ASSIGNMENT 1:
In the travel passage, how long had Smith been working in Tunisia?
ASSIGNMENT 2:
Quote the travel passage from "I thanked him" up to and including "it's annoyingly corrupt.".
ASSIGNMENT 3:
List every remark that the travel passage places in parentheses.

TEXT SECTION:
++++++++++++++++++++

I thanked him and started walking away. He asked: "Sir, do you have pen?"
I did, and offered him two. I thought he needed to write something down. He
chose one (the nicer one), pocketed it, and said thank you. Apparently it was
part of the payment.
I noticed many guards being especially helpful towards museum guests, and I
assume that none of it was free. By Western standards, it's annoyingly corrupt.
But I'm sure the pay for these jobs is very low, and these men need some way of
supplementing their income.
But I brushed off the guards after that.
On the tram back to the center of town, I fell into conversation with a Ghanan
with the improbable (first) name of "Smith." He'd been working in Tunisia for 6
months, and didn't enjoy it much. Although his French was far better than mine
(Ghanians speak English, so French was a second language for him as well), he
still found it hard to communicate.
We talked on the tram, and he said if I was in town tomorrow, he had the day off
and would like to accompany me in sightseeing. This is just the sort of
proposal I'd been programmed to decline, but I felt inclined to trust Smith. So
I agreed, although the next day (Monday) already had the makings of a very busy
day. A part of me worried that he'd end up being another tout with something to
hawk.
Once back from the Bardo, I rested at the hotel for a while. Then it was off to
a restaurant. By this time, it was dark.

++++++++++++++++++++

[Collected data entries]
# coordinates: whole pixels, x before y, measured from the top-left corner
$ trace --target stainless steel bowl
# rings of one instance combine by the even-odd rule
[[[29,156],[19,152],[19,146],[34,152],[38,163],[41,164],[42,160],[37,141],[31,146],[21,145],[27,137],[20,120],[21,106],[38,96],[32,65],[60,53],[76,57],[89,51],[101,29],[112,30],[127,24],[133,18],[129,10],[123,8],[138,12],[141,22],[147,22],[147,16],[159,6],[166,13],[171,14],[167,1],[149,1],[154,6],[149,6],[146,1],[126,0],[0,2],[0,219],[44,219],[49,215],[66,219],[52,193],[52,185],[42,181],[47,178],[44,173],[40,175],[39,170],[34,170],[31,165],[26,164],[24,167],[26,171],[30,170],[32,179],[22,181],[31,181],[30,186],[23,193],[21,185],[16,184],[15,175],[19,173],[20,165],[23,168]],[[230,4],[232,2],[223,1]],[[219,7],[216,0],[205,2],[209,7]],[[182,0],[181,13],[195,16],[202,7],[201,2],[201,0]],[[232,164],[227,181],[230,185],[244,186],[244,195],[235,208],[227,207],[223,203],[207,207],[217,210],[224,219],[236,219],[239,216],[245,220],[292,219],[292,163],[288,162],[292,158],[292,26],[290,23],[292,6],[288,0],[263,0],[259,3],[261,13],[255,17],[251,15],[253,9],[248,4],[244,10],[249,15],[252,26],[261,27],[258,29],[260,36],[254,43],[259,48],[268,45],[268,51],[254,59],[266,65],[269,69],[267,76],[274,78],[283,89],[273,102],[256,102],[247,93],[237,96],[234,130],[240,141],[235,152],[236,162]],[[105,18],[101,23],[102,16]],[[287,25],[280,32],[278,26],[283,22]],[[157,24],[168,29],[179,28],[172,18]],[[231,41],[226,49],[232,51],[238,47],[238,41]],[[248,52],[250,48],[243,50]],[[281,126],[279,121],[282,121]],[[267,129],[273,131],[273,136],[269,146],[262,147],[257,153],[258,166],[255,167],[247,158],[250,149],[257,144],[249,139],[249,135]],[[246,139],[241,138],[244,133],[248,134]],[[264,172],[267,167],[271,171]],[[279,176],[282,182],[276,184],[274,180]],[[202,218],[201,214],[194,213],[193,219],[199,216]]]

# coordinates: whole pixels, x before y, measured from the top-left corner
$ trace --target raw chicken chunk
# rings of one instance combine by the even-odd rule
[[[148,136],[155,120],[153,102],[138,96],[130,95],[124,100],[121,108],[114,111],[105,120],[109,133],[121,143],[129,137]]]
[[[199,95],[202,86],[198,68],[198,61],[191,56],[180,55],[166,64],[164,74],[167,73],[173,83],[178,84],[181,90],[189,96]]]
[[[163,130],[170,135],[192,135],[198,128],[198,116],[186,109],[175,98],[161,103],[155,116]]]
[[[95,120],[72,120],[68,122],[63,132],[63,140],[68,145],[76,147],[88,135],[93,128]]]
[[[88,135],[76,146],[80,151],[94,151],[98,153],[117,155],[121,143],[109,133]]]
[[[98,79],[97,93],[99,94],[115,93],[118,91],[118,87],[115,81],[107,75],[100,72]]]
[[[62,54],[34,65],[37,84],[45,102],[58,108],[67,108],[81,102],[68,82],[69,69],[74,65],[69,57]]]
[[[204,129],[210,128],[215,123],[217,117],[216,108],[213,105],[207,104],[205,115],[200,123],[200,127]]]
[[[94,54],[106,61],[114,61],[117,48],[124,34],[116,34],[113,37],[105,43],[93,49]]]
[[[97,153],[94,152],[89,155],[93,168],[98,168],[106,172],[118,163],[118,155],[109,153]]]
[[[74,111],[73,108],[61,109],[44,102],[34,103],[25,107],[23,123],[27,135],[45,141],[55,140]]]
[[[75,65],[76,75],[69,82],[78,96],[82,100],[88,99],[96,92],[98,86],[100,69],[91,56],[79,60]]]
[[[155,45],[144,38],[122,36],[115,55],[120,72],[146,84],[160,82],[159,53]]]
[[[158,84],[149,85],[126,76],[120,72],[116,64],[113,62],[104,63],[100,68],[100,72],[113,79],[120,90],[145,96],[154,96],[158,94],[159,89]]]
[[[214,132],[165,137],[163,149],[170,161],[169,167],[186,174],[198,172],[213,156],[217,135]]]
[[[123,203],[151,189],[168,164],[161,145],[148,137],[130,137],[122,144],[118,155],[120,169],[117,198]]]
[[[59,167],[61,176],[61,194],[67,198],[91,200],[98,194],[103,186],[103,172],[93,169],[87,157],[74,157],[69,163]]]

++++++++++++++++++++

ANSWER SPACE 1:
6 months.

ANSWER SPACE 2:
I thanked him and started walking away. He asked: "Sir, do you have pen?"
I did, and offered him two. I thought he needed to write something down. He
chose one (the nicer one), pocketed it, and said thank you. Apparently it was
part of the payment.
I noticed many guards being especially helpful towards museum guests, and I
assume that none of it was free. By Western standards, it's annoyingly corrupt.

ANSWER SPACE 3:
- (the nicer one)
- (first)
- (Ghanians speak English, so French was a second language for him as well)
- (Monday)